*Exercise brief*
Nothing but the images should be left out when the entries are restated word for word.
*** Opening Data for the task ***
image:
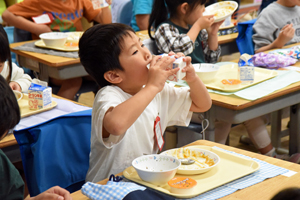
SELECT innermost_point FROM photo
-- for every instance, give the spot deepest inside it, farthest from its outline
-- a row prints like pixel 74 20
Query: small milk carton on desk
pixel 177 63
pixel 39 95
pixel 246 69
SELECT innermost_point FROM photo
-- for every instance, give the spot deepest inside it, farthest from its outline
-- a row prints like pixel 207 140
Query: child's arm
pixel 212 32
pixel 286 34
pixel 201 100
pixel 118 119
pixel 24 24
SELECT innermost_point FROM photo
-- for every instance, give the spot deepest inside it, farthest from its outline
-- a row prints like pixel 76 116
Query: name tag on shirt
pixel 158 133
pixel 46 18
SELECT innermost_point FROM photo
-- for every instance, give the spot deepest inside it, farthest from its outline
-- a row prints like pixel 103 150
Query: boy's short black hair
pixel 100 47
pixel 9 108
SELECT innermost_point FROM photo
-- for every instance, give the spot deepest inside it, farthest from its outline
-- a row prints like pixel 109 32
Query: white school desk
pixel 261 191
pixel 236 110
pixel 9 143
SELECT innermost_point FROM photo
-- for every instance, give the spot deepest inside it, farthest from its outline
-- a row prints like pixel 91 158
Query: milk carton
pixel 39 95
pixel 246 69
pixel 177 63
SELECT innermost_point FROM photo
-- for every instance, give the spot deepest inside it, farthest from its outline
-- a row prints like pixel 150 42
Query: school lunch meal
pixel 204 160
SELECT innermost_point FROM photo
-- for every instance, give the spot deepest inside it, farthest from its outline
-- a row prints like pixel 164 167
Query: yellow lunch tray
pixel 41 44
pixel 230 71
pixel 24 108
pixel 231 167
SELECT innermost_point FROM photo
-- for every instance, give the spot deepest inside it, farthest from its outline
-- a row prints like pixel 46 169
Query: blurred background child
pixel 181 27
pixel 13 74
pixel 11 183
pixel 141 10
pixel 273 30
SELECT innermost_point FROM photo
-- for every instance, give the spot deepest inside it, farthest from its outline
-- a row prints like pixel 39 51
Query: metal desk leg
pixel 276 128
pixel 210 131
pixel 294 143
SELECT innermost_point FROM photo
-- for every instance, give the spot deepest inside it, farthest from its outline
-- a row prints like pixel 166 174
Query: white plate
pixel 196 154
pixel 221 10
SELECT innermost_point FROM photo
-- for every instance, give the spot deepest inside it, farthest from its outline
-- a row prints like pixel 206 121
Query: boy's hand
pixel 286 34
pixel 213 30
pixel 158 72
pixel 205 21
pixel 190 71
pixel 15 86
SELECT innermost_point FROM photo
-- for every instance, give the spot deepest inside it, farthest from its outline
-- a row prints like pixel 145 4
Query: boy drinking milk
pixel 135 105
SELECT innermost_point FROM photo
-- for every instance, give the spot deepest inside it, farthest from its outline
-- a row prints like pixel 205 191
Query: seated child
pixel 67 17
pixel 13 74
pixel 272 30
pixel 11 183
pixel 132 97
pixel 181 27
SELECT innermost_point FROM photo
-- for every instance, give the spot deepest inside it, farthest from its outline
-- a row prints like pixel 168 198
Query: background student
pixel 11 183
pixel 133 99
pixel 181 27
pixel 141 10
pixel 13 74
pixel 67 14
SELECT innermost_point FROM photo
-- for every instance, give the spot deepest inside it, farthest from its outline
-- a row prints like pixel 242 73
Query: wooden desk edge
pixel 37 56
pixel 288 165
*** Closing Data for the task ***
*Solution below*
image:
SELECT innermost_point FROM photo
-- for every instance, give the spot deepest inside it, farthest from its outline
-- a row prints like pixel 74 20
Query: small milk carton on desk
pixel 177 63
pixel 39 95
pixel 246 69
SELECT innermost_point FROM photo
-- for every instance, give the spot deepest inside it, farthest from its outline
-- a row prints like pixel 207 140
Query: child's arm
pixel 212 32
pixel 286 34
pixel 201 100
pixel 118 119
pixel 24 24
SELECT innermost_point FROM photo
-- for every instance, give the spot deepest inside it, farthest from its outline
-- a row prints like pixel 76 116
Query: name tag on shirt
pixel 158 133
pixel 46 18
SELECT innermost_point FROM photo
-- for every instance, give the spot deepest inside it, farthest from its outline
-- a row prints like pixel 103 150
Query: boy's short black hair
pixel 100 47
pixel 9 108
SELECT innermost_point FROM photo
-- for every instance, give the spot deepest inside it, farthest from its outline
-- a row prints like pixel 109 32
Query: white school desk
pixel 261 191
pixel 236 110
pixel 9 143
SELECT innermost_point FROM photo
-- for every instance, give the spot deepest inside it, farthest from its outline
-- a row prints like pixel 91 158
Query: milk carton
pixel 39 95
pixel 246 69
pixel 177 63
SELECT innermost_point FROM photo
-- for every instance, give the spot deepest inside it, farthest from its outline
-- a row prints like pixel 150 42
Query: school lunch meal
pixel 204 160
SELECT innermost_point FROM photo
-- for every instance, give the spot deepest inside it, farthest from its outline
-- a row prints like pixel 164 167
Query: yellow lunch tray
pixel 41 44
pixel 230 71
pixel 24 108
pixel 231 167
SELECT innermost_point FROM photo
-- for every instance, give the spot deepest inside it, farthest from its outline
-- a row prints like pixel 46 169
Query: blurred background child
pixel 181 27
pixel 13 74
pixel 11 183
pixel 141 10
pixel 273 30
SELECT innermost_point FROM photo
-- for every instance, give the spot deepest inside it, farthest from its outline
-- a row prints like pixel 39 51
Query: metal desk leg
pixel 276 128
pixel 210 131
pixel 294 143
SELECT innermost_point FROM photo
-- for every instance, give the spot deepest inside it, farthest from its outline
-- a row prints like pixel 166 174
Query: white plate
pixel 196 154
pixel 221 10
SELECT innermost_point FROM photo
-- for every instance, give the spot deepest inside it, farthest from its outline
-- a row prints like pixel 206 121
Query: boy's hand
pixel 286 34
pixel 213 30
pixel 158 72
pixel 205 21
pixel 190 71
pixel 15 86
SELECT innermost_point FROM photo
-- for every instance, give the spot deepest inside it, farthest from its outline
-- a row prints like pixel 145 4
Query: boy drinking milk
pixel 135 105
SELECT innermost_point FROM photo
-- for every instance, give the spot deepest inside it, farthest from its outline
-- a row prints like pixel 205 191
Query: seated child
pixel 67 17
pixel 13 74
pixel 272 30
pixel 11 183
pixel 132 97
pixel 181 27
SELECT innermost_point FROM photo
-- for every instance, give the spot deepest inside it, farthest from its outline
-- a row prints like pixel 168 198
Query: background student
pixel 11 183
pixel 133 99
pixel 181 27
pixel 141 10
pixel 13 74
pixel 67 14
SELECT innermost_point FROM photo
-- for every instance, give the spot deepest inside it, farthest from its outline
-- a row prints like pixel 242 73
Query: wooden desk edge
pixel 37 56
pixel 288 165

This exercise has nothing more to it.